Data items
────────────────

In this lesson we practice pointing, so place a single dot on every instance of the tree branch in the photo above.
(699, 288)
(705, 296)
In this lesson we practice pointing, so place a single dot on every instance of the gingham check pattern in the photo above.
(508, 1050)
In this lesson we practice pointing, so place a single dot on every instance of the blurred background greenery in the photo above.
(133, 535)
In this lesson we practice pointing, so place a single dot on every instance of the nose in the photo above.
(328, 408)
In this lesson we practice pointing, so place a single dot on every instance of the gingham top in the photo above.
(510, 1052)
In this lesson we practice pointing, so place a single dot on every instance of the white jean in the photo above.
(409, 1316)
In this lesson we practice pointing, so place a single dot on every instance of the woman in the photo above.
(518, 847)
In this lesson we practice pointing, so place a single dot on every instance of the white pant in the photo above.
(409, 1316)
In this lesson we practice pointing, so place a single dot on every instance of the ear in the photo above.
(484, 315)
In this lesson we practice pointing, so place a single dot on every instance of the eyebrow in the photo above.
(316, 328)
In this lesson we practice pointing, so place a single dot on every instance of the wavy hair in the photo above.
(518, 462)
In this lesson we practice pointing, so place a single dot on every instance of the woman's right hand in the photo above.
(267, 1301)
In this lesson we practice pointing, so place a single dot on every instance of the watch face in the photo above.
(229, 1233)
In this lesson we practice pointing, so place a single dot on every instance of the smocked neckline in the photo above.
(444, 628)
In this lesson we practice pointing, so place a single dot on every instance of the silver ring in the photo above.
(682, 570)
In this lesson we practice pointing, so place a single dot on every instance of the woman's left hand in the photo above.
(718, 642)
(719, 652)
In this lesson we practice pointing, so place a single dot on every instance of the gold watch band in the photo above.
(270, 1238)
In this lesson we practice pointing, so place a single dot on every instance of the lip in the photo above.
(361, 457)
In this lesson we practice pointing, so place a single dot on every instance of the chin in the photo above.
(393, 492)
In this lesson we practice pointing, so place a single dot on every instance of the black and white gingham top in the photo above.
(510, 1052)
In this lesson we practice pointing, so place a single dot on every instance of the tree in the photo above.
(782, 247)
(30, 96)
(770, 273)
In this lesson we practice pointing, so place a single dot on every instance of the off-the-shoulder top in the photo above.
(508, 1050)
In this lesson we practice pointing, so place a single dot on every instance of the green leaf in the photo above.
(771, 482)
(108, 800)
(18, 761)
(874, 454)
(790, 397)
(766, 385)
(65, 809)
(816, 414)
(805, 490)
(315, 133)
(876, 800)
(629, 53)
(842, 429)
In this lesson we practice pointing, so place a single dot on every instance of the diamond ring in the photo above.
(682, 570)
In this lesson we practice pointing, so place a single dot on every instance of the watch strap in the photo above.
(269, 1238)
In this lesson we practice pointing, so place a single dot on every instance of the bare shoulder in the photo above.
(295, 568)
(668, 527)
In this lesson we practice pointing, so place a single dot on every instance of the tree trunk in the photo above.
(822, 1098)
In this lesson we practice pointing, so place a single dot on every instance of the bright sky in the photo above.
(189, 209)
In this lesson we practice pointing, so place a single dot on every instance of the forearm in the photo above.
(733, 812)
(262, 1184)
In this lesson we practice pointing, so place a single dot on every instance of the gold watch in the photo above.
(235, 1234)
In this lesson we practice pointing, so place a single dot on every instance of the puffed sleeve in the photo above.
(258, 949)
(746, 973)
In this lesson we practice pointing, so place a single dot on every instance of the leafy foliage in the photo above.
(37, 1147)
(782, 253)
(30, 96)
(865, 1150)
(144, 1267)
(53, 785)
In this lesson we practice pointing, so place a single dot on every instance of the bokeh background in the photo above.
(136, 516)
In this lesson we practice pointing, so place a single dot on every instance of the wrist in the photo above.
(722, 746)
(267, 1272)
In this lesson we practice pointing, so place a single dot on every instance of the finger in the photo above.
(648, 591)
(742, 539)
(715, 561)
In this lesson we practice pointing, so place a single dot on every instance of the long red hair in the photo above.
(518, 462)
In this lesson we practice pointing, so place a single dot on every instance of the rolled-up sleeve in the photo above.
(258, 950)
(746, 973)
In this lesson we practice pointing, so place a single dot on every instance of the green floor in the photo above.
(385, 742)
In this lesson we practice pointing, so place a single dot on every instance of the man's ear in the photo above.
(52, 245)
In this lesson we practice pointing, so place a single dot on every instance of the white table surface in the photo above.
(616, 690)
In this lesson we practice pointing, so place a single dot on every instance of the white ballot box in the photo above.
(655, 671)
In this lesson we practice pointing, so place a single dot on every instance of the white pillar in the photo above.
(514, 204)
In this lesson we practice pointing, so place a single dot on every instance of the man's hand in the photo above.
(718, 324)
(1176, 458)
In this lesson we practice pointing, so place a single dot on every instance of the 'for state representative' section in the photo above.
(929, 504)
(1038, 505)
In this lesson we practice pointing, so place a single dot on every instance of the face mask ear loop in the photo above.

────────────────

WRITTEN PROBLEM: For this exercise, please retype exactly the lines in the listing from the line with "background in the photo above." through its last line, both ends included.

OUTPUT FOR THIS TASK:
In this lesson we practice pointing, so place a single dot on every instance of the bokeh background in the photo above.
(136, 516)
In this lesson we practice pointing, so place a single dot on every instance of the wrist in the photo above.
(722, 746)
(267, 1272)
In this lesson we practice pointing, so place a single dot on every instance of the finger in the photo above.
(648, 591)
(742, 539)
(715, 561)
In this lesson we practice pointing, so place a single dot on every instance of the long red hair in the photo above.
(518, 462)
In this lesson we practice pointing, so place a single dot on every instance of the rolled-up sleeve in the photo above.
(258, 950)
(746, 973)
In this lesson we practice pointing, so place a single dot on every instance of the green floor in the photo above.
(385, 742)
In this lesson we practice pointing, so place a single dot on every instance of the man's ear in the photo above.
(52, 245)
In this lesson we practice pointing, so place a single dot on every instance of the white table surface in the photo above.
(616, 690)
In this lesson we practice pointing, so place a single dot on every instance of the white ballot box in the photo above.
(655, 671)
In this lesson we practice pointing, so place a single dot on every instance of the white pillar in the photo above.
(514, 204)
In this lesson we practice pointing, so place a single dot on every instance of the man's hand in the photo above.
(718, 324)
(1176, 458)
In this lesson we practice pointing, so place a single dot on every instance of the 'for state representative' section in the photo above.
(929, 504)
(1038, 505)
In this lesson we practice pointing, so place a single dot on every instance of the face mask ear loop in the photo above.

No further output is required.